Explore the material
1. Repeat the part of the blog entry starting with "I have some" and going on through "happening are slim.", word for word.
2. In one to three sentences, explain why the blog entry doubts the article's conclusion that writers cannot be good parents.

Exercise passage
I have some belief that I will find the right combination of sugar and wheat-free living with appropriate exercise that will magically cure me of being an allergic asthmatic with tinnitus.  An ear-ringing, wheezing man in his 40s.  I guess the possibility of that happening are slim.

I've never been great at acceptance. Tonight's a night I have to accept it.  But knowing me, I'll wake up tomorrow to dream again.

Wednesday, November 06, 2013


Sometimes, if I'm driving on Sunday morning, I catch a bit of the TED radio hour on NPR.  The program this Sunday, and the one the link is for, is about success.

It was an interesting hour - Tony Robbins talking about drive; a woman who won a MacArthur Genius grant for studying grit; Alain de Botton on how overrated the idea of success is - or what a trap it is.  Many voices.  During de Botton's talk, he mentioned how success in anything and family/relationships are opposed to each other - that people with healthy relationships cannot be fabulously successful, and vice versa. One of the two suffers.

Laying aside where this information comes from, or even if it is correct, my big question is why we ask these questions or come up with these theories.  Every day there is a new article about the habits of successful people, what they do and don't do, what they can have an can't have.  I read an article recently about how writers cannot be good parents.  Of course, the subjects were all straight men, and more than a few alcoholics, but the takeaway was that writers could not be good parents.  Once again, whether or not, from the random sampling of alcoholic mid-century men they drew from, is true - what's the point of asking the question?  At the end of it is the idea that there are limits to what can be done, that some things are not possible, that you cannot strive to have a balanced life, have healthy relationships, and be successful in an endeavor you choose.

Collected data:

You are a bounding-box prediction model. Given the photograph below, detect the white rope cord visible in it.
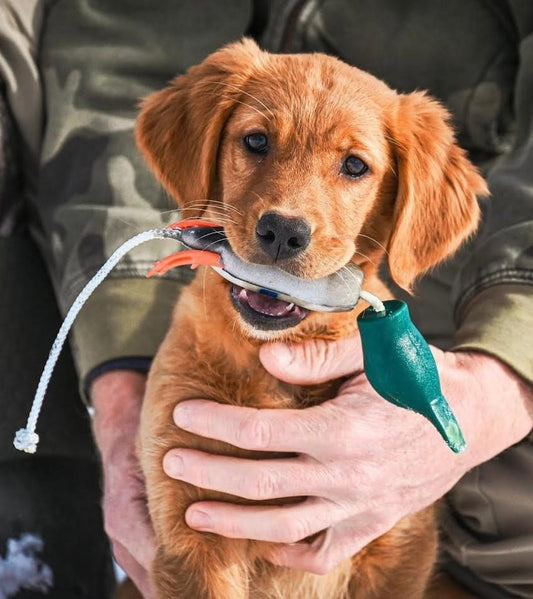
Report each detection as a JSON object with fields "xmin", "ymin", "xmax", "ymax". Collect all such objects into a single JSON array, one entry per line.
[
  {"xmin": 13, "ymin": 229, "xmax": 178, "ymax": 453},
  {"xmin": 13, "ymin": 229, "xmax": 385, "ymax": 453},
  {"xmin": 359, "ymin": 289, "xmax": 385, "ymax": 312}
]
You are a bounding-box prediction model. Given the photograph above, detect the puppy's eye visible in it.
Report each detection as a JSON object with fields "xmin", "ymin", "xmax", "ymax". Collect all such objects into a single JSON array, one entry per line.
[
  {"xmin": 342, "ymin": 156, "xmax": 368, "ymax": 179},
  {"xmin": 243, "ymin": 133, "xmax": 268, "ymax": 154}
]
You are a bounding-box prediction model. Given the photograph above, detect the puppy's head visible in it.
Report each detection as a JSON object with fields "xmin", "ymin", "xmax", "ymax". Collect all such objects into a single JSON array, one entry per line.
[{"xmin": 136, "ymin": 40, "xmax": 486, "ymax": 337}]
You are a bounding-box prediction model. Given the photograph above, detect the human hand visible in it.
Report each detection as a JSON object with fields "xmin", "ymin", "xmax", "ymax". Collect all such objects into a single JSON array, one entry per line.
[
  {"xmin": 91, "ymin": 370, "xmax": 155, "ymax": 599},
  {"xmin": 164, "ymin": 339, "xmax": 533, "ymax": 573}
]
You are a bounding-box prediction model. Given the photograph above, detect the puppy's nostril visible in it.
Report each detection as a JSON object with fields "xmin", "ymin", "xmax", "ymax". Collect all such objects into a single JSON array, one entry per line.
[{"xmin": 256, "ymin": 212, "xmax": 311, "ymax": 260}]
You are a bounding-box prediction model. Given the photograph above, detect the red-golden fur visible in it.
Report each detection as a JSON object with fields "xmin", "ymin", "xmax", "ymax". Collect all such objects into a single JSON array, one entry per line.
[{"xmin": 133, "ymin": 41, "xmax": 486, "ymax": 599}]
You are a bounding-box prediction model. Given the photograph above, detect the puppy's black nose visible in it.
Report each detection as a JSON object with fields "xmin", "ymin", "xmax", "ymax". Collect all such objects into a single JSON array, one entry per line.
[{"xmin": 255, "ymin": 212, "xmax": 311, "ymax": 260}]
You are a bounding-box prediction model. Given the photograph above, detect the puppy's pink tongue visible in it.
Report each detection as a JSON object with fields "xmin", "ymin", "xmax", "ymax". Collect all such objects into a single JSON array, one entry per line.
[{"xmin": 239, "ymin": 289, "xmax": 294, "ymax": 316}]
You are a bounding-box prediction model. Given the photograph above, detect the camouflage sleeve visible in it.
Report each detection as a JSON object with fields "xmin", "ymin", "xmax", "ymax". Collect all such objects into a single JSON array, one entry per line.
[
  {"xmin": 33, "ymin": 0, "xmax": 250, "ymax": 392},
  {"xmin": 455, "ymin": 17, "xmax": 533, "ymax": 382},
  {"xmin": 0, "ymin": 0, "xmax": 44, "ymax": 173}
]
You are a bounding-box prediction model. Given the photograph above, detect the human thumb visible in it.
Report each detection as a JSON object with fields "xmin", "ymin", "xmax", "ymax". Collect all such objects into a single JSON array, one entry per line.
[{"xmin": 259, "ymin": 335, "xmax": 363, "ymax": 385}]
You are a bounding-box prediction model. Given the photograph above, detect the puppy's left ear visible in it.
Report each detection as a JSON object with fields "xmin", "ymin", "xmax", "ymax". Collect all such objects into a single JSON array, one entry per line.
[{"xmin": 388, "ymin": 92, "xmax": 488, "ymax": 290}]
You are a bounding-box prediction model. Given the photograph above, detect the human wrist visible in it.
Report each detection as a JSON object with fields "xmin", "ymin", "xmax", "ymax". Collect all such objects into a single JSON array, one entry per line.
[{"xmin": 441, "ymin": 351, "xmax": 533, "ymax": 472}]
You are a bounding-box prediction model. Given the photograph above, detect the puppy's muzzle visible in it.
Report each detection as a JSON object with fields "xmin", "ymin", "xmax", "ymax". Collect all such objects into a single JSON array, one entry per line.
[{"xmin": 255, "ymin": 212, "xmax": 311, "ymax": 262}]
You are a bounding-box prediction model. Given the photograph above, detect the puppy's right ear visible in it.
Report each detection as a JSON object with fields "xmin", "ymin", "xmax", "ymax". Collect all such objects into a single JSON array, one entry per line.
[{"xmin": 135, "ymin": 39, "xmax": 266, "ymax": 208}]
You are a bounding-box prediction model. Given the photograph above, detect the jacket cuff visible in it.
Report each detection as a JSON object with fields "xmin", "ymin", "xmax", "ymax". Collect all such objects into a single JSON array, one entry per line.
[
  {"xmin": 452, "ymin": 283, "xmax": 533, "ymax": 383},
  {"xmin": 72, "ymin": 278, "xmax": 182, "ymax": 397}
]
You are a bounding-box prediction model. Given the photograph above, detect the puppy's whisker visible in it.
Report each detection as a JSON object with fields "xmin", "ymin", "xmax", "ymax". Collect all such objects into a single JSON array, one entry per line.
[
  {"xmin": 228, "ymin": 99, "xmax": 270, "ymax": 121},
  {"xmin": 357, "ymin": 233, "xmax": 389, "ymax": 256},
  {"xmin": 250, "ymin": 195, "xmax": 267, "ymax": 211},
  {"xmin": 354, "ymin": 250, "xmax": 377, "ymax": 266},
  {"xmin": 215, "ymin": 81, "xmax": 275, "ymax": 120}
]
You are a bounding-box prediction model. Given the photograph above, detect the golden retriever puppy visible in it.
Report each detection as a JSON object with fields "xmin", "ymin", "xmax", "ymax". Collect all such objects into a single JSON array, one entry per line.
[{"xmin": 136, "ymin": 40, "xmax": 486, "ymax": 599}]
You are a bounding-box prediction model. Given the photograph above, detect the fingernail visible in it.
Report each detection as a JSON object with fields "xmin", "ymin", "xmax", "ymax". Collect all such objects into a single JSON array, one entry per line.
[
  {"xmin": 187, "ymin": 510, "xmax": 213, "ymax": 530},
  {"xmin": 266, "ymin": 343, "xmax": 294, "ymax": 366},
  {"xmin": 163, "ymin": 454, "xmax": 184, "ymax": 478},
  {"xmin": 174, "ymin": 404, "xmax": 191, "ymax": 428}
]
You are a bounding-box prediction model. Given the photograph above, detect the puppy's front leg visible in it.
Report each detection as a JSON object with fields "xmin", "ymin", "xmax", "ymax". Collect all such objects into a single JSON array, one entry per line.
[{"xmin": 139, "ymin": 380, "xmax": 249, "ymax": 599}]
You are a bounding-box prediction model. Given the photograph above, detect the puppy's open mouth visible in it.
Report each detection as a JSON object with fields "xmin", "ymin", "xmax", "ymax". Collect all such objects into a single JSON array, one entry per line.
[{"xmin": 231, "ymin": 285, "xmax": 309, "ymax": 331}]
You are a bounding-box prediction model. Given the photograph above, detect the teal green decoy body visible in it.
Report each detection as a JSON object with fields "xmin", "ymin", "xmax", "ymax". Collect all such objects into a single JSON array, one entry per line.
[{"xmin": 357, "ymin": 300, "xmax": 466, "ymax": 453}]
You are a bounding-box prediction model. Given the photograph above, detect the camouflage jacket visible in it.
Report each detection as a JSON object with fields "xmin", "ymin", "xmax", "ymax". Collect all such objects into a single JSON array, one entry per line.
[{"xmin": 0, "ymin": 0, "xmax": 533, "ymax": 599}]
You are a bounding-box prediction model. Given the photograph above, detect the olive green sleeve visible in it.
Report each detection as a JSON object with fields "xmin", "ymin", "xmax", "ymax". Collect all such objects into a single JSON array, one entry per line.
[{"xmin": 453, "ymin": 284, "xmax": 533, "ymax": 383}]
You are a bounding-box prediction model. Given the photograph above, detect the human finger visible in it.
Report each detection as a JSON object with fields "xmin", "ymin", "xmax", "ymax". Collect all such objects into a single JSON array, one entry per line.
[
  {"xmin": 185, "ymin": 497, "xmax": 346, "ymax": 543},
  {"xmin": 163, "ymin": 448, "xmax": 336, "ymax": 501},
  {"xmin": 174, "ymin": 399, "xmax": 354, "ymax": 457},
  {"xmin": 267, "ymin": 513, "xmax": 386, "ymax": 575}
]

List of solutions
1.
I have some belief that I will find the right combination of sugar and wheat-free living with appropriate exercise that will magically cure me of being an allergic asthmatic with tinnitus.  An ear-ringing, wheezing man in his 40s.  I guess the possibility of that happening are slim.

2. The article's subjects were all straight men, and more than a few were alcoholics. The writer describes this as a random sampling of alcoholic mid-century men, so whether the conclusion is true is open to question.